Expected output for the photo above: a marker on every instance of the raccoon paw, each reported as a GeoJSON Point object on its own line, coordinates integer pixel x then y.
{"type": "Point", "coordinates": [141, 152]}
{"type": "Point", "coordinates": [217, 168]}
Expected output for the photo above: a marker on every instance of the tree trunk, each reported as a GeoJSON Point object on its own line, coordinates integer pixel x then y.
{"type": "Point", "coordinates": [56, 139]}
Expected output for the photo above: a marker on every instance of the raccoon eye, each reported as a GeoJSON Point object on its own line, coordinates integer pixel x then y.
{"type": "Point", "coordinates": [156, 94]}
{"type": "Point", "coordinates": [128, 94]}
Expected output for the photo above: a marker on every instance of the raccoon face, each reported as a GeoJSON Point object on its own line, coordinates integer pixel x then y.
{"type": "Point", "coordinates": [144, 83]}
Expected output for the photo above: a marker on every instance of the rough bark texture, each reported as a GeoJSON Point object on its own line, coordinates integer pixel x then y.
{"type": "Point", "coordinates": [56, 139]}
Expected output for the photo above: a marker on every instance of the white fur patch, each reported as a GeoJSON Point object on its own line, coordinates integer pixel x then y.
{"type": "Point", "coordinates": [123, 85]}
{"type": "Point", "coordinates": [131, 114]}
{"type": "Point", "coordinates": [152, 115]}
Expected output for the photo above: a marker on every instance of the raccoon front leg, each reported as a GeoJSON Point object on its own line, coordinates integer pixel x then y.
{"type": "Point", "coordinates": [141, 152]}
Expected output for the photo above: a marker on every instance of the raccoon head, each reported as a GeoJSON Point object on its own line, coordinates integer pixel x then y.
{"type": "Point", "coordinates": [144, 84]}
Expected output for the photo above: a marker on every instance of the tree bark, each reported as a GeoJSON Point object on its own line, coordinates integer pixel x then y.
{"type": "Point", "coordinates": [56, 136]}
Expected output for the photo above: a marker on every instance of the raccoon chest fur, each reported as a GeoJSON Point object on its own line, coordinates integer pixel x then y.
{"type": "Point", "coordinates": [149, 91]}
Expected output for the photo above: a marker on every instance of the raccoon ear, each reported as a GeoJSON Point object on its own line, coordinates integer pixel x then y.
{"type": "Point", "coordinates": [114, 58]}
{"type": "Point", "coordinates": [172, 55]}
□ □ □
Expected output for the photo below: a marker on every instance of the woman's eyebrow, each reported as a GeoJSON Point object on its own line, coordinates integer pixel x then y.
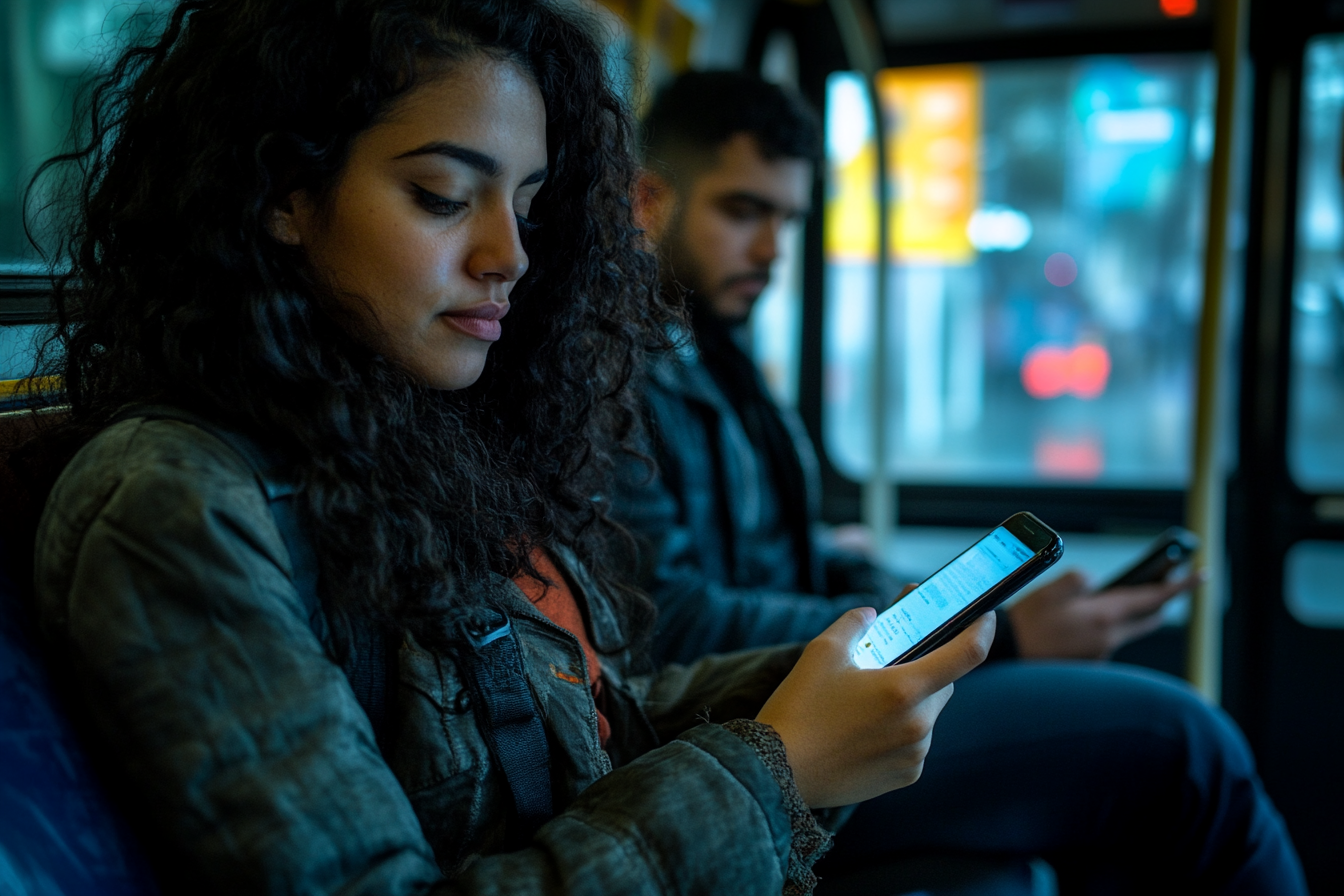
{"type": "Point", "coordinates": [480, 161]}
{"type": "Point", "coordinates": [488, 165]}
□ □ □
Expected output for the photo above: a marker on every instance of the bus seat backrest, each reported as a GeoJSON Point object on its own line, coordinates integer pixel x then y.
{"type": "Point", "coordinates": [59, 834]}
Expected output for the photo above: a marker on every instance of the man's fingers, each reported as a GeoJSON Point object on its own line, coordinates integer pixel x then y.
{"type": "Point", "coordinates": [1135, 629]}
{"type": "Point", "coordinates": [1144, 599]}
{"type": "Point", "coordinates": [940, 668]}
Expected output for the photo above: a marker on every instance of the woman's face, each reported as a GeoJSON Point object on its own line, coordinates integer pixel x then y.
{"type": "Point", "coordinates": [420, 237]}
□ □ □
## WHAT NEEDS TO BE DONE
Show each line of the data above that contains the word "bark", copying every such line in full.

## EXERCISE RESULT
Expected output for the photo above: a marker on every instance of the rough bark texture, each reported as a GeoJSON Point object on its own line, coordinates integer pixel x then y.
Expected output for the photo above: a marker on every instance of the tree bark, each reported as a GeoJSON Point object on its own line, coordinates integer pixel x then y.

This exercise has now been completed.